Oleh: Shohibul Anshor Siregar
Hak Airlangga Hartarto untuk mundur dari jabatannya sebagai Ketua Umum Partai Golkar. Apa pun alasan yang dikemukakan dan yang disembunyikannya di balik pengunduran diri itu, sepenuhnya menjadi urusan subjektif dia pribadi.
Tetapi karena dalam pengunduran dirinya itu ia memberi diksi yang khas tentang masa depan pemerintahan pasca transisi Indonesia 2024, maka dengan sendirinya ia mengundang rakyat Indonesia untuk memanfaatkan kesempatan mngevaluasi kinerja ekonomi Indonesia yang di dalam kepemimpinan Joko Widodo dirinya dipercaya sebagai Menteri Koordinator Perekonomian.
Pertama, upaya membuka potensi pertumbuhan ekonomi yang terkendala oleh kemampuan melahirkan inisiatif yang cerdas. Tiga permasalahan utama, paling tidak, ialah identifikasi potensi pertumbuhan itu sendiri, tiadanya rencana cerdas untuk menjawab pertumbuhan produktivitas yang lesu, dan miskinnya akal untuk berbagai cara yang dapat mengandaikan peran teknologi dalam meningkatkan pertumbuhan pada masa mendatang.

## Daftar penunjukan objek bernama
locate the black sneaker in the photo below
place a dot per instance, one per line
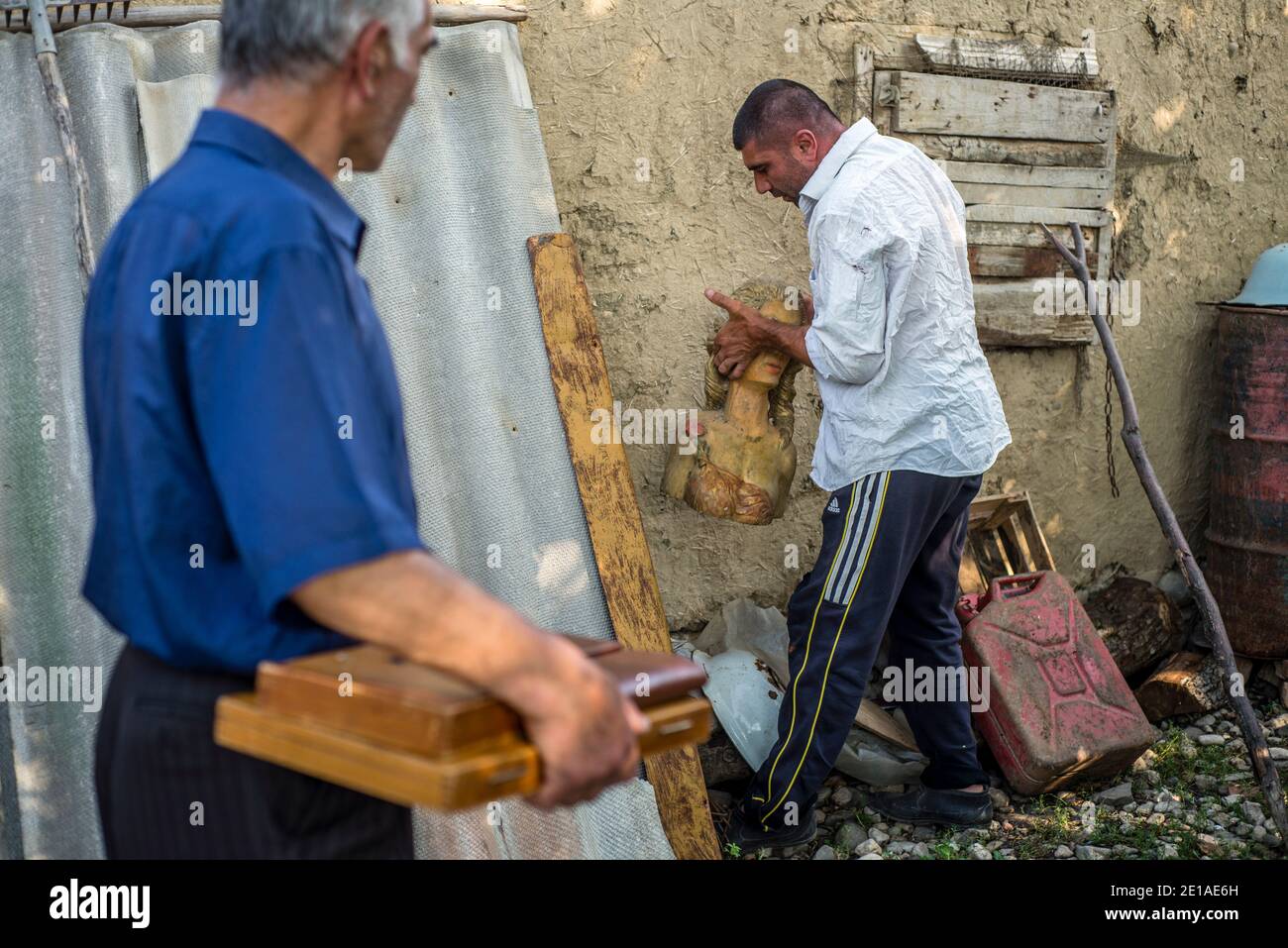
(752, 836)
(926, 806)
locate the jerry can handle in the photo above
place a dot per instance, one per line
(1014, 586)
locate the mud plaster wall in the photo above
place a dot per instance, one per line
(621, 80)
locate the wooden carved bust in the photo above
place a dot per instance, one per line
(745, 458)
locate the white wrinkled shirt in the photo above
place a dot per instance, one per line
(903, 378)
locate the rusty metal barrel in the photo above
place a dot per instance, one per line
(1248, 524)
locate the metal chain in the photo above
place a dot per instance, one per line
(1109, 416)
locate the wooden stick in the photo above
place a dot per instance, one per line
(1252, 734)
(55, 94)
(179, 16)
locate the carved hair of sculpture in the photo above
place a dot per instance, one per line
(745, 459)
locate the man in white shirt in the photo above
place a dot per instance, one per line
(911, 421)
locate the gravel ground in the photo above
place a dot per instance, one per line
(1190, 796)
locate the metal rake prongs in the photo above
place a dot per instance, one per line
(12, 7)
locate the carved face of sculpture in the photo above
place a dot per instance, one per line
(746, 459)
(767, 369)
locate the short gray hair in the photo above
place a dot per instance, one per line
(297, 39)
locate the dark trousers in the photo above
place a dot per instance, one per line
(166, 791)
(892, 549)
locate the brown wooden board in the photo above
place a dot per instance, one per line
(375, 693)
(468, 779)
(580, 377)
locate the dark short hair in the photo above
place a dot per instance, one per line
(774, 104)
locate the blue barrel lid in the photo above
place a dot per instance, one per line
(1267, 283)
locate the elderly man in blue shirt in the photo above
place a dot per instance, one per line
(911, 421)
(252, 488)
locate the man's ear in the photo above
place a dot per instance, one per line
(369, 56)
(805, 145)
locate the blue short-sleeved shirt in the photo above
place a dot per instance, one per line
(244, 415)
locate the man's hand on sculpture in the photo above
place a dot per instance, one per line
(739, 339)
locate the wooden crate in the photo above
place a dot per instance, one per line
(1004, 540)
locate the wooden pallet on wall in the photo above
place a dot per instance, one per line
(1004, 540)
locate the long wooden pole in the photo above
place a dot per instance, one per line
(1252, 733)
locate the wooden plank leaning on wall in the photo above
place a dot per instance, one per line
(581, 384)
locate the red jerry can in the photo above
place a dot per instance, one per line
(1059, 710)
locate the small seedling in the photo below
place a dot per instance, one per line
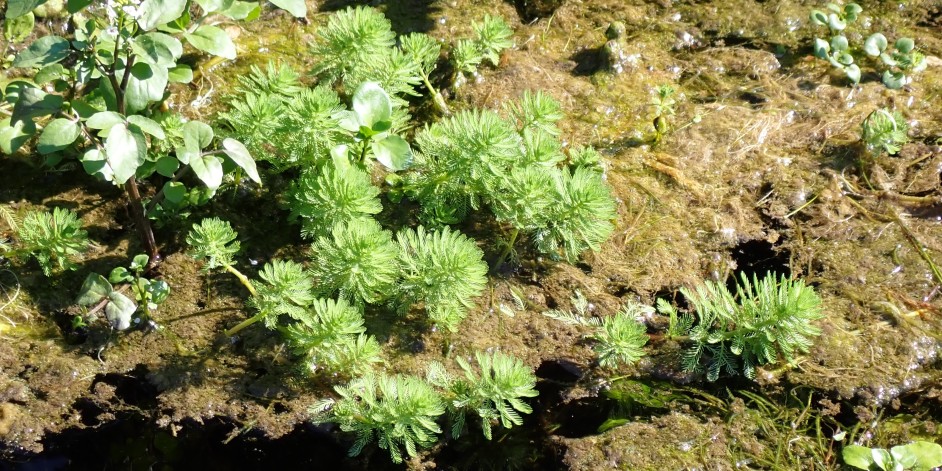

## SOAL LATIHAN
a - Tuliskan kembali bagian teks bacaan tentang mundurnya Airlangga Hartarto yang dibuka dengan kata-kata berisi "Tetapi karena dalam" dan ditutup dengan "pada masa mendatang.", tanpa mengubah satu huruf pun.
b - Jawablah pertanyaan berikut berdasarkan teks bacaan tentang mundurnya Airlangga Hartarto.
(i) Dari jabatan apa Airlangga Hartarto mundur?
(ii) Sebagai apa ia dipercaya dalam kepemimpinan Joko Widodo?
(iii) Paling tidak, berapa permasalahan utama yang disebut dalam upaya membuka potensi pertumbuhan ekonomi?

## KUNCI JAWABAN
a -
Tetapi karena dalam pengunduran dirinya itu ia memberi diksi yang khas tentang masa depan pemerintahan pasca transisi Indonesia 2024, maka dengan sendirinya ia mengundang rakyat Indonesia untuk memanfaatkan kesempatan mngevaluasi kinerja ekonomi Indonesia yang di dalam kepemimpinan Joko Widodo dirinya dipercaya sebagai Menteri Koordinator Perekonomian.
Pertama, upaya membuka potensi pertumbuhan ekonomi yang terkendala oleh kemampuan melahirkan inisiatif yang cerdas. Tiga permasalahan utama, paling tidak, ialah identifikasi potensi pertumbuhan itu sendiri, tiadanya rencana cerdas untuk menjawab pertumbuhan produktivitas yang lesu, dan miskinnya akal untuk berbagai cara yang dapat mengandaikan peran teknologi dalam meningkatkan pertumbuhan pada masa mendatang.

b -
(i) Ketua Umum Partai Golkar.
(ii) Menteri Koordinator Perekonomian.
(iii) Tiga.